» **SHORT PROBLEM**
Transcribe the lines below character for character, changing nothing.

+++++

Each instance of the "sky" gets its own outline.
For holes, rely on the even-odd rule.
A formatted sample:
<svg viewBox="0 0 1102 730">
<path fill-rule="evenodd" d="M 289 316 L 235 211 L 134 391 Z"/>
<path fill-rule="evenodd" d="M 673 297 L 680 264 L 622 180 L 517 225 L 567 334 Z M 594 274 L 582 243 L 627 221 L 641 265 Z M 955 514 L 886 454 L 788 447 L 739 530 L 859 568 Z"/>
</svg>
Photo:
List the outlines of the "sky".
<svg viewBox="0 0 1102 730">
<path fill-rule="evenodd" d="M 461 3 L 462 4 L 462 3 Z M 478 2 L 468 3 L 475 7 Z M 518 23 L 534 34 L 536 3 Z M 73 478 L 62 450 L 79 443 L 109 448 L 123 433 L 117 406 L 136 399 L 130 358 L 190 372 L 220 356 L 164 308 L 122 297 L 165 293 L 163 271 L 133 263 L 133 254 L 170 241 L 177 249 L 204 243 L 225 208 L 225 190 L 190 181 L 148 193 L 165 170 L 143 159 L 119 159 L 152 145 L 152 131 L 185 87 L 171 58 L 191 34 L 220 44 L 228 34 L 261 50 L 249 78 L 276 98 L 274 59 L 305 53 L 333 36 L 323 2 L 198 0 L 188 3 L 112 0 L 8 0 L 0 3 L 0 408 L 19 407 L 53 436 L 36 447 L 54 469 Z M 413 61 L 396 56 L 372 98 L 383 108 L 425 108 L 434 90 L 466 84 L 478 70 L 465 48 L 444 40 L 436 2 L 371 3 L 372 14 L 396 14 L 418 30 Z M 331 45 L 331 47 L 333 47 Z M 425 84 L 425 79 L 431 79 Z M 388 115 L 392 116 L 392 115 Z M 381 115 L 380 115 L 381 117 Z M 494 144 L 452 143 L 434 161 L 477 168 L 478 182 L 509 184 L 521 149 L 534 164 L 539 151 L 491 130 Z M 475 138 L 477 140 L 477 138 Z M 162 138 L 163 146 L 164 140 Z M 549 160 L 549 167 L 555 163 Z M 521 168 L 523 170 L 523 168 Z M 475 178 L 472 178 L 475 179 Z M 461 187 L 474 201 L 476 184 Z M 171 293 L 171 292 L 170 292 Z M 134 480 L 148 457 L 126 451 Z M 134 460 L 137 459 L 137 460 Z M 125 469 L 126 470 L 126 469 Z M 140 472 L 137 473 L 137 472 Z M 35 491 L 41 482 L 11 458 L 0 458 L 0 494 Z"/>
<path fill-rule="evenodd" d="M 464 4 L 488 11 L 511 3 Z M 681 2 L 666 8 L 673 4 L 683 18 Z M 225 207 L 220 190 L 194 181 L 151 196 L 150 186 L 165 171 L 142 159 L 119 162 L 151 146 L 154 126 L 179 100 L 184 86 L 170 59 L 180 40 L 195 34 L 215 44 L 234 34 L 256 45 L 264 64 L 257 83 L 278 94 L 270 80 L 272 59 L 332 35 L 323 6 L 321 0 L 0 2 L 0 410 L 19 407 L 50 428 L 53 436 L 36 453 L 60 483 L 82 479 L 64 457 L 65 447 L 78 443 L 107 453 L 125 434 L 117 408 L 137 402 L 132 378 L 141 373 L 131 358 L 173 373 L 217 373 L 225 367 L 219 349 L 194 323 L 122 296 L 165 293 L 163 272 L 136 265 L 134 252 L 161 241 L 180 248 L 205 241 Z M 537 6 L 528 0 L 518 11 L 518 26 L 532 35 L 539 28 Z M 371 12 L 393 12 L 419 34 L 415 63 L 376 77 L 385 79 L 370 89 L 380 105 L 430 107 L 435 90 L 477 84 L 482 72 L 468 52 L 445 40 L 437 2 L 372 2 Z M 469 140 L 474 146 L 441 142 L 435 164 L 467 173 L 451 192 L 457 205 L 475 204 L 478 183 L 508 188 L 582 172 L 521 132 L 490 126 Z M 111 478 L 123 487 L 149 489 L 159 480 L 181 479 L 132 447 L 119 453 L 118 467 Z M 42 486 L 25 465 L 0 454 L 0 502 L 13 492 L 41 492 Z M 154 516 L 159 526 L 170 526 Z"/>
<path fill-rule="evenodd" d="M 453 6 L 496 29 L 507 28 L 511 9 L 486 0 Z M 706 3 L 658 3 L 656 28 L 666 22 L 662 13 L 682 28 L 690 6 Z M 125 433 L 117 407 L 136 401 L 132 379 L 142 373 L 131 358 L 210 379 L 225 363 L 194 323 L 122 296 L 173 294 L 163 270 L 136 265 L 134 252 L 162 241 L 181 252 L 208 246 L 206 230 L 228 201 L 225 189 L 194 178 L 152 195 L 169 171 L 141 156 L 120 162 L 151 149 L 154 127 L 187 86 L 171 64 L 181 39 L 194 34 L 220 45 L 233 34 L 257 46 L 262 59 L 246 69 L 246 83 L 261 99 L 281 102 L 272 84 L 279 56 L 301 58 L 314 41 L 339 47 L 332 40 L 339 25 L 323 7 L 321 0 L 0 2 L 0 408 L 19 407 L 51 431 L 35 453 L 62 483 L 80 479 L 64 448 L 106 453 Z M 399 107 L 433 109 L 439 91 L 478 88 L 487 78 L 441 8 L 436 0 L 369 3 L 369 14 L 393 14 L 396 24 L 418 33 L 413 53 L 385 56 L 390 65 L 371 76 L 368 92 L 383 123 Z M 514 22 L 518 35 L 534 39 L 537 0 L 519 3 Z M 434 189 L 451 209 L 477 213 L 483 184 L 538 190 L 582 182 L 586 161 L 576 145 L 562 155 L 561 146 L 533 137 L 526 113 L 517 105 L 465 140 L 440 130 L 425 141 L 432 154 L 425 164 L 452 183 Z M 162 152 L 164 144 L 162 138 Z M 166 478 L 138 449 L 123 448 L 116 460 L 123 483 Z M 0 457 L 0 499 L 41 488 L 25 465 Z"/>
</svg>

+++++

» **ANSWER TO THE EXERCISE**
Each instance of the "sky" gets its own outline.
For holes, rely on the even-odd rule.
A formatted sample:
<svg viewBox="0 0 1102 730">
<path fill-rule="evenodd" d="M 289 316 L 235 211 L 134 391 Z"/>
<path fill-rule="evenodd" d="M 673 297 L 680 264 L 622 180 L 517 225 L 567 334 Z M 594 274 L 582 243 L 627 221 L 641 265 Z M 955 514 L 886 454 L 788 447 L 739 530 L 859 568 Z"/>
</svg>
Photo:
List the outlines of the "sky".
<svg viewBox="0 0 1102 730">
<path fill-rule="evenodd" d="M 461 3 L 462 4 L 462 3 Z M 478 2 L 468 3 L 475 7 Z M 518 23 L 534 34 L 536 3 Z M 73 478 L 62 450 L 79 443 L 109 448 L 123 433 L 117 406 L 136 399 L 130 358 L 190 372 L 220 356 L 164 308 L 122 297 L 165 293 L 163 271 L 133 263 L 133 254 L 170 241 L 177 249 L 204 243 L 225 208 L 225 190 L 190 181 L 148 193 L 165 170 L 143 159 L 119 159 L 152 145 L 152 131 L 185 87 L 171 58 L 191 34 L 220 44 L 228 34 L 261 50 L 249 78 L 276 98 L 274 59 L 305 53 L 333 36 L 323 2 L 198 0 L 188 3 L 112 0 L 8 0 L 0 3 L 0 408 L 19 407 L 53 436 L 36 447 L 54 469 Z M 413 61 L 396 56 L 372 98 L 383 108 L 425 108 L 434 90 L 466 84 L 478 70 L 465 48 L 444 40 L 436 2 L 371 3 L 372 14 L 396 14 L 418 30 Z M 331 45 L 331 47 L 333 47 Z M 425 84 L 425 79 L 431 79 Z M 388 115 L 392 116 L 392 115 Z M 381 115 L 380 115 L 381 117 Z M 494 144 L 452 143 L 434 161 L 477 168 L 478 182 L 509 184 L 521 149 L 534 164 L 539 151 L 491 130 Z M 475 138 L 477 140 L 477 138 Z M 162 138 L 163 146 L 164 140 Z M 549 160 L 549 167 L 555 163 Z M 521 168 L 523 170 L 523 168 Z M 475 178 L 472 178 L 475 179 Z M 461 187 L 474 201 L 476 184 Z M 171 293 L 171 292 L 170 292 Z M 134 480 L 148 457 L 126 451 Z M 134 460 L 137 459 L 137 460 Z M 125 469 L 126 470 L 126 469 Z M 140 472 L 137 473 L 137 472 Z M 35 491 L 41 482 L 11 458 L 0 458 L 0 494 Z"/>
<path fill-rule="evenodd" d="M 464 4 L 488 11 L 511 3 Z M 681 2 L 666 8 L 673 4 L 683 18 Z M 225 207 L 220 190 L 194 181 L 151 196 L 150 186 L 165 171 L 142 159 L 119 162 L 151 146 L 154 126 L 179 100 L 184 86 L 170 59 L 180 40 L 195 34 L 215 44 L 234 34 L 256 45 L 264 64 L 257 83 L 278 94 L 270 80 L 272 59 L 332 35 L 323 6 L 321 0 L 0 2 L 0 410 L 19 407 L 50 428 L 53 436 L 36 453 L 60 483 L 82 479 L 64 457 L 65 447 L 78 443 L 107 453 L 125 434 L 117 408 L 137 402 L 132 378 L 141 373 L 131 358 L 173 373 L 217 373 L 225 367 L 219 349 L 194 323 L 122 296 L 165 293 L 163 272 L 136 265 L 134 252 L 161 241 L 180 248 L 205 241 Z M 537 6 L 528 0 L 518 11 L 518 26 L 532 35 L 539 28 Z M 371 12 L 393 12 L 419 34 L 415 63 L 376 77 L 385 79 L 370 89 L 380 105 L 430 107 L 435 90 L 477 84 L 482 72 L 468 52 L 445 40 L 437 2 L 372 2 Z M 469 140 L 474 146 L 441 142 L 435 164 L 467 173 L 451 192 L 457 205 L 475 204 L 478 183 L 508 188 L 582 172 L 521 132 L 490 126 Z M 111 478 L 123 487 L 149 489 L 159 480 L 181 479 L 132 447 L 119 453 L 118 467 Z M 42 486 L 25 465 L 0 454 L 0 502 L 13 492 L 41 492 Z M 154 516 L 159 526 L 170 526 Z"/>
<path fill-rule="evenodd" d="M 453 6 L 496 29 L 507 28 L 511 9 L 486 0 Z M 706 3 L 658 3 L 656 28 L 666 22 L 662 13 L 682 28 L 690 6 Z M 125 433 L 117 407 L 136 401 L 132 379 L 142 373 L 131 358 L 210 379 L 225 363 L 194 323 L 122 296 L 173 294 L 163 270 L 136 265 L 134 252 L 162 241 L 181 252 L 208 246 L 206 230 L 228 201 L 225 189 L 194 178 L 152 195 L 169 171 L 141 156 L 120 162 L 151 149 L 154 127 L 187 86 L 171 64 L 181 39 L 194 34 L 220 45 L 233 34 L 257 46 L 262 59 L 246 69 L 246 83 L 261 99 L 281 102 L 272 84 L 279 56 L 301 58 L 314 41 L 339 47 L 332 40 L 339 25 L 323 7 L 321 0 L 0 2 L 0 408 L 19 407 L 51 431 L 35 453 L 62 483 L 80 479 L 64 448 L 106 453 Z M 399 107 L 433 109 L 439 91 L 478 88 L 487 78 L 441 8 L 436 0 L 369 3 L 369 14 L 393 14 L 396 24 L 418 33 L 413 53 L 385 56 L 390 65 L 371 76 L 368 92 L 383 123 Z M 514 22 L 518 35 L 534 39 L 537 0 L 519 3 Z M 434 189 L 451 209 L 477 213 L 483 184 L 538 190 L 582 182 L 586 161 L 576 145 L 562 155 L 561 146 L 533 137 L 526 113 L 517 105 L 465 140 L 440 130 L 425 141 L 432 154 L 425 164 L 452 183 Z M 162 152 L 164 144 L 162 138 Z M 166 478 L 138 449 L 123 448 L 116 460 L 123 483 Z M 0 457 L 0 499 L 41 488 L 25 465 Z"/>
</svg>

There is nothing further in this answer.